Stored data entries:

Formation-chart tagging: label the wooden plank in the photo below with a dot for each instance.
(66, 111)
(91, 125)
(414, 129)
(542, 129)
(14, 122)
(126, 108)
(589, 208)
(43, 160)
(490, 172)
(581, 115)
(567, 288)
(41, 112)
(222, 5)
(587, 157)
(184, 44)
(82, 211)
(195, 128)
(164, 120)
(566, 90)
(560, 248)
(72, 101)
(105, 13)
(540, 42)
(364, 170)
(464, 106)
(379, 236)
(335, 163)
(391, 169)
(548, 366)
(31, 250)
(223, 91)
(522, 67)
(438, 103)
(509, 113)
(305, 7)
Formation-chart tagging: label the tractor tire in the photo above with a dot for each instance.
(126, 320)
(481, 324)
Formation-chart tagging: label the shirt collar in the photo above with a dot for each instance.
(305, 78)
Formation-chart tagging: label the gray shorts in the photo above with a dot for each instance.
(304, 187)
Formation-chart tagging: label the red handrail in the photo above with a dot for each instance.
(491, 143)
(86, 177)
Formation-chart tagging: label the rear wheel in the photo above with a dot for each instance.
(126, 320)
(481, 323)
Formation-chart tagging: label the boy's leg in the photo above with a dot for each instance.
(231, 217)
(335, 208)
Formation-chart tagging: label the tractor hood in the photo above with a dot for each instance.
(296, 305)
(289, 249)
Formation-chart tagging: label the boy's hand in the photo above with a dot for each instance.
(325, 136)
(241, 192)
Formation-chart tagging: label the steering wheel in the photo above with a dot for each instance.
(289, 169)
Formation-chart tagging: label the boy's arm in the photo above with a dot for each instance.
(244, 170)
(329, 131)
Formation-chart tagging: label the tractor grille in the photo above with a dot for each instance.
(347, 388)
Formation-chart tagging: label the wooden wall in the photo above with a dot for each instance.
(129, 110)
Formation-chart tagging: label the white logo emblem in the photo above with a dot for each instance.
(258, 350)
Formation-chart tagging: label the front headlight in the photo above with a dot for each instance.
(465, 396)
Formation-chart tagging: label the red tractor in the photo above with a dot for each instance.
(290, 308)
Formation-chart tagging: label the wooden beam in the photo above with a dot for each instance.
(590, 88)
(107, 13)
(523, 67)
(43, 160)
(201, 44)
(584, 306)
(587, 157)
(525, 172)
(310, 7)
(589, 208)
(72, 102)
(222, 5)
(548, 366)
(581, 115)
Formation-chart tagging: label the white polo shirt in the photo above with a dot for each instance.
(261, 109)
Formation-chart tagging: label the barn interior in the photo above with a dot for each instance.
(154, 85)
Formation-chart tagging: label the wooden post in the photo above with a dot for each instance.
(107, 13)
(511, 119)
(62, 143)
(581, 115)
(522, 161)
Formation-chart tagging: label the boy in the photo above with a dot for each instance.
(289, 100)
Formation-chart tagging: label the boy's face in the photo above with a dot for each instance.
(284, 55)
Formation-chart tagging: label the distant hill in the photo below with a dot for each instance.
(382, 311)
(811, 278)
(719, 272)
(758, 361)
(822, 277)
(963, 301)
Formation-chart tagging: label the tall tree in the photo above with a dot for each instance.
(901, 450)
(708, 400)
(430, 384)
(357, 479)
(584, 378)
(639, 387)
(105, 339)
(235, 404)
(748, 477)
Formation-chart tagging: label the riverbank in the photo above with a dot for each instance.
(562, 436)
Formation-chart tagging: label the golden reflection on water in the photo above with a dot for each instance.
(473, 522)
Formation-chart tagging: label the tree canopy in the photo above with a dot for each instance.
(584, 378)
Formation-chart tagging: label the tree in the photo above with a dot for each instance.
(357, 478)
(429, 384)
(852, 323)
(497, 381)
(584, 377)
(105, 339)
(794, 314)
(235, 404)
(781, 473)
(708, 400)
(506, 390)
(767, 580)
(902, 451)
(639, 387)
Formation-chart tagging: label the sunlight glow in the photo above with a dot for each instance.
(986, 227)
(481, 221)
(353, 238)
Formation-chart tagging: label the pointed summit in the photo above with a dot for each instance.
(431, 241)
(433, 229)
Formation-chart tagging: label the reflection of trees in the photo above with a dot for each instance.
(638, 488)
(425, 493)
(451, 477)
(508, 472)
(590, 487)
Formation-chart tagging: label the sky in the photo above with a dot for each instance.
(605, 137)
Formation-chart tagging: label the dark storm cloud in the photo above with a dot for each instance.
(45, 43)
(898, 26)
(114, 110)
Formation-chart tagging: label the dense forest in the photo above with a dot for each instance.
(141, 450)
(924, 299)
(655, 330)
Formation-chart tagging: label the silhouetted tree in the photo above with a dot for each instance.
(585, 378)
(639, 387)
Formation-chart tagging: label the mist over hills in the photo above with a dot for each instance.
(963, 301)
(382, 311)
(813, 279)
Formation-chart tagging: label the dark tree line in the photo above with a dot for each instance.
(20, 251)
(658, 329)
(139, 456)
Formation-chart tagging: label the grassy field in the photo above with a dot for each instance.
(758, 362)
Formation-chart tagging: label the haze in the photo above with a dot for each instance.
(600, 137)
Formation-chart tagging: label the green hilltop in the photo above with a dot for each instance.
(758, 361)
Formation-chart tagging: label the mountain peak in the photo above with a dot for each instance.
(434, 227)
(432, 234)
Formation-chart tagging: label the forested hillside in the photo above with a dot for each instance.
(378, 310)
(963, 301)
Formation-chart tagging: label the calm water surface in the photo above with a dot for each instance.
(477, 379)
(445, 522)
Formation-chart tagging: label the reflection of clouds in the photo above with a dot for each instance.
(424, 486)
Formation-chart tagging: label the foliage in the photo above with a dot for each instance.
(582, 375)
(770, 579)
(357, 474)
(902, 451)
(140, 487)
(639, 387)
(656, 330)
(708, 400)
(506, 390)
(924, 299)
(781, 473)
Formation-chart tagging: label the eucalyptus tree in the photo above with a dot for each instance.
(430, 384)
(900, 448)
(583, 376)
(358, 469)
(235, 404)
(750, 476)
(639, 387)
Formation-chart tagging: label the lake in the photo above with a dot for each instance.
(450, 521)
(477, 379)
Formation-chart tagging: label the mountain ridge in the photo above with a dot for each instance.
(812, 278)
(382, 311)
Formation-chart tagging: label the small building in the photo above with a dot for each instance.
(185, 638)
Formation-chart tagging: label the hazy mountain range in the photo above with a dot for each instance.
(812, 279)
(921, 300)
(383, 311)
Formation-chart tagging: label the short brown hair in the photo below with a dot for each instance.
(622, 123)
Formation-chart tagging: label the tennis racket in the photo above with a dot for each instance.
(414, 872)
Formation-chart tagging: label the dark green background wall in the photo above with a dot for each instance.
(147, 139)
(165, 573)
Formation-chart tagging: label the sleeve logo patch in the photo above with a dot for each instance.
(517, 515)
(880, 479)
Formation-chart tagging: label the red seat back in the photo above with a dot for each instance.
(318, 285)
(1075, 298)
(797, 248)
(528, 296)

§ **WHAT YOU SHOULD DO**
Your answer must be the lines from the one containing "Formation-chart tagging: label the dark green" through the last line of the entries, copied exactly, with no other lines.

§ **OUTPUT OF THE EXERCISE**
Formation-chart tagging: label the dark green background wall in the photo above with a dot for each instance.
(147, 139)
(165, 573)
Formation-chart tagging: label the sleeve logo patch in the photo above with a dot for each instance.
(517, 515)
(880, 479)
Formation-chart tagging: label the red seat back in the photo above with a dot for each instance.
(318, 285)
(1075, 298)
(797, 248)
(528, 296)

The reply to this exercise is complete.